§ Document excerpt
════════

Written and directed by: Etan Cohen

Starring: Will Ferrell and John C. Reilly

Classification: PG; 89 minutes

Rating:

2 out of 4 stars

I had no illusions walking into Holmes & Watson late on Tuesday. The comedy’s distributor, Sony, had made sure no member of the press would lay eyes on the film before its Dec. 25 opening, the only movie of the holiday season to forgo advance screenings. And it’s not as if they were trying to keep a delightful Christmas Day present under wraps, to surprise all the good little film critics and audiences.

So yeah, Holmes & Watson is bad. At moments, writer-director Etan Cohen’s Arthur Conan Doyle riff is shockingly terrible, with scenes that end arbitrarily, a say-what-now structure that ignores basic storytelling logic and jokes that wouldn’t pass the first-draft test of your local Learning Annex’s “Screenplay 101” class.

But there are moments, however fleeting, that suggest there’s a decent Mel Brooks-ian farce hiding amidst the wreckage. Deeply, profoundly hidden moments, but peeking through every now and then, an annoyingly sporadic Christmas miracle.

════════

§ Study material
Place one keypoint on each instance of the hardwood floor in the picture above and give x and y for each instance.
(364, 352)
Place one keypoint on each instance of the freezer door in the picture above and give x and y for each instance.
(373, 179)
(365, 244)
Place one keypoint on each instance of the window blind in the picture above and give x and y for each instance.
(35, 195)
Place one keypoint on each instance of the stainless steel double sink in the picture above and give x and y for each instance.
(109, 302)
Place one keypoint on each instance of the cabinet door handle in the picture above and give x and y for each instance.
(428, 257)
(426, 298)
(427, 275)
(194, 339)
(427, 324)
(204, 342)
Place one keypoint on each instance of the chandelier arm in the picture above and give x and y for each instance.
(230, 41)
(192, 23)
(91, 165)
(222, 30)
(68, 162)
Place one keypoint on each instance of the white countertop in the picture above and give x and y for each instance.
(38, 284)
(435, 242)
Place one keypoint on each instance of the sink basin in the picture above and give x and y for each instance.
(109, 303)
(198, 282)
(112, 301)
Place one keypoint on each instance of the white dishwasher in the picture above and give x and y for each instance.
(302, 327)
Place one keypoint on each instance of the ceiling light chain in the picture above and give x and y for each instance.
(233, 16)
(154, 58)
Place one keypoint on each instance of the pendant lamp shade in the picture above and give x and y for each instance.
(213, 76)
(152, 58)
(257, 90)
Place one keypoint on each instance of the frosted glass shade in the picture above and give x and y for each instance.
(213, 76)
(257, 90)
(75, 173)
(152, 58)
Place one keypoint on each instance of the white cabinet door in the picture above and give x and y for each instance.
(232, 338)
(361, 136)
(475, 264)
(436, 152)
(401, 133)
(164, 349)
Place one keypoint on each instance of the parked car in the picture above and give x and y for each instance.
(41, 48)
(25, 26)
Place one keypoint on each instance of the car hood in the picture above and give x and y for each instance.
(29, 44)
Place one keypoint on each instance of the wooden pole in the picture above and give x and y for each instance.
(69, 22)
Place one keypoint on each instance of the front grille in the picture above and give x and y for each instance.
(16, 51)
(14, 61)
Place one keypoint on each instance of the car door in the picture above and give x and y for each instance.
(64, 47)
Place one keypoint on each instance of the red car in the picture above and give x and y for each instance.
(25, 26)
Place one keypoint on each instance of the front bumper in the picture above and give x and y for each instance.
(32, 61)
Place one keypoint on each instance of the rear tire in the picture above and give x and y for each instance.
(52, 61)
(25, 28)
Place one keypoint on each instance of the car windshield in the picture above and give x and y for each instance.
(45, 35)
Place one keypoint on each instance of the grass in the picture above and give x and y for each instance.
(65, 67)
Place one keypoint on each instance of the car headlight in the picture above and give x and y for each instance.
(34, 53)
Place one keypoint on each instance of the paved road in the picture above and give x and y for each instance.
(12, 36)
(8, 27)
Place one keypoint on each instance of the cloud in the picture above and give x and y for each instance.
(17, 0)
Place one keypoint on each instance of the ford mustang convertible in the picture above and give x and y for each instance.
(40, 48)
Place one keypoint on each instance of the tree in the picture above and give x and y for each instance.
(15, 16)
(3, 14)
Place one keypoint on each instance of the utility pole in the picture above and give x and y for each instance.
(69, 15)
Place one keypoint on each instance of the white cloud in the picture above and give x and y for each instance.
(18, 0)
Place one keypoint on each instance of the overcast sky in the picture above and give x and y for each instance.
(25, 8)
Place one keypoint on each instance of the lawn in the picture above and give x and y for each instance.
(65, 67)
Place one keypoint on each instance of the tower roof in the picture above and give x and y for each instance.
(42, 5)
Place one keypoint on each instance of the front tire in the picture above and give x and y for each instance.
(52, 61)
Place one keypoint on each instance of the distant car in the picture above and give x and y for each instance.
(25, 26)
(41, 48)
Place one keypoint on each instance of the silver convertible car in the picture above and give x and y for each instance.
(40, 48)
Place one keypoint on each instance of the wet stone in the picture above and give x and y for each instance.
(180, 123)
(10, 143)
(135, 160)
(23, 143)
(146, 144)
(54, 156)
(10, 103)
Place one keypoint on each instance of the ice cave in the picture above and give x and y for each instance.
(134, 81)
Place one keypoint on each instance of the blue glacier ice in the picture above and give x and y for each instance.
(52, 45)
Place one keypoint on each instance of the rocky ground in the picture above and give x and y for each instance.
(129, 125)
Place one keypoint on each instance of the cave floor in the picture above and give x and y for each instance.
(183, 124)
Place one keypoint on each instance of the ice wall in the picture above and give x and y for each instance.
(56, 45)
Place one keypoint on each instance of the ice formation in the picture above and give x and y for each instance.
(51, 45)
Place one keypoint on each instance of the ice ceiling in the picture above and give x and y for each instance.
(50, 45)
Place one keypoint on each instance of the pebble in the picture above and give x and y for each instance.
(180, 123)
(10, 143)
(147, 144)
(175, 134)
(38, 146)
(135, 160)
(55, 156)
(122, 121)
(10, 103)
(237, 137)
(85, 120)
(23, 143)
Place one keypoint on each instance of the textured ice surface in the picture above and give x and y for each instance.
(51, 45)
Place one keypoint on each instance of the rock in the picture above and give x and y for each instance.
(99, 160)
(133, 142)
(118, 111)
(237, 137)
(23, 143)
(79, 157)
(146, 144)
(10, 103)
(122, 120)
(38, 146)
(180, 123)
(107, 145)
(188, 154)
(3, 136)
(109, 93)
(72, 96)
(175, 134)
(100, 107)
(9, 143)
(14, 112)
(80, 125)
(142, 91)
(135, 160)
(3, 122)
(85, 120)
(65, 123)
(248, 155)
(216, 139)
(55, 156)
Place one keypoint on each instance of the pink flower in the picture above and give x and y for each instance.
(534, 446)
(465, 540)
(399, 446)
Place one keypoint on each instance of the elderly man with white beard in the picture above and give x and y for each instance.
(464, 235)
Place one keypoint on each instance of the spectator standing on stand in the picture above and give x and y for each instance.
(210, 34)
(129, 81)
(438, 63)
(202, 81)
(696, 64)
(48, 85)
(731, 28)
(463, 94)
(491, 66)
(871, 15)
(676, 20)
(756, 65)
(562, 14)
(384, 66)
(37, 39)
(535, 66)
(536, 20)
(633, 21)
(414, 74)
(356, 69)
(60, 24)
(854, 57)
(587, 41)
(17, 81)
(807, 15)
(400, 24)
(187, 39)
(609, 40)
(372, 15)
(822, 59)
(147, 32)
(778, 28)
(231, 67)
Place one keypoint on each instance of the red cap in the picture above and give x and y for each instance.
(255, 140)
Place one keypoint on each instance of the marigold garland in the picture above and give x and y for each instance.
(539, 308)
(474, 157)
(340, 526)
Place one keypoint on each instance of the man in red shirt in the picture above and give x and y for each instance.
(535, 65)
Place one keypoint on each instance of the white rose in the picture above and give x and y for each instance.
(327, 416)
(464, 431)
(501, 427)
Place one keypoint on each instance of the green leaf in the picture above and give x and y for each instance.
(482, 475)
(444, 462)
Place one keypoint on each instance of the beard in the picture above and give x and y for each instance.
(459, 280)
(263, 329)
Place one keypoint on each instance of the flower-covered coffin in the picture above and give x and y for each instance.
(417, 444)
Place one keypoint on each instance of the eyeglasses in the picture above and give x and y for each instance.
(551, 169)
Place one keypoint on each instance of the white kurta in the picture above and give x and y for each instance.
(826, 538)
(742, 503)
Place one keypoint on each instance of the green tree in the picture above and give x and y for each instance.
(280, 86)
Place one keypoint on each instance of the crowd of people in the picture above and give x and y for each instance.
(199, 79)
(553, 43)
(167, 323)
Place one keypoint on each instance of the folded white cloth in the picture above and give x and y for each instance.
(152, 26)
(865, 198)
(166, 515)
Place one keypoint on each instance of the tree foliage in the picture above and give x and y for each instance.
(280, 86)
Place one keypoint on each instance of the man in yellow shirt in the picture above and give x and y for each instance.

════════

§ Exercises to complete
A. Please shorten the paragraph beginning "So yeah, Holmes & Watson is bad" from the Holmes & Watson review, keeping its main facts.
B. Carry on the Holmes & Watson review from its last sentence.

§ Answers to the tasks
A. Holmes & Watson is bad, and at times shockingly terrible. In writer-director Etan Cohen's Arthur Conan Doyle riff, scenes end arbitrarily, the structure ignores basic storytelling logic, and the jokes wouldn't pass the first-draft test of a local Learning Annex "Screenplay 101" class.

B.
Stars Will Ferrell and John C. Reilly, as the title detectives, are a long way from the bros-in-absurdism chemistry they perfected in Talladega Nights and the all-timer Step Brothers – but not too far that they don’t wring at least a half-dozen full-throated laughs. Ferrell can still shriek with the best of them, and Reilly can do this type of straight-ish-man shtick in his sleep (and has, given his other seasonal comedic pairing, the equally-wan-but-for-different-reasons Stan & Ollie).

The pair’s co-stars, notably Rebecca Hall as an American doctor fond of electroshock therapy and Lauren Lapkus as her feline-raised companion, also offer better comic timing than Cohen’s script asks of them. And there’s even one late-film cameo that’s almost bewildering in its execution, given that it serves as both a terribly obvious joke and echoes one of Ferrell’s most famous line-readings (I won’t spoil it, even though the film mostly deserves it).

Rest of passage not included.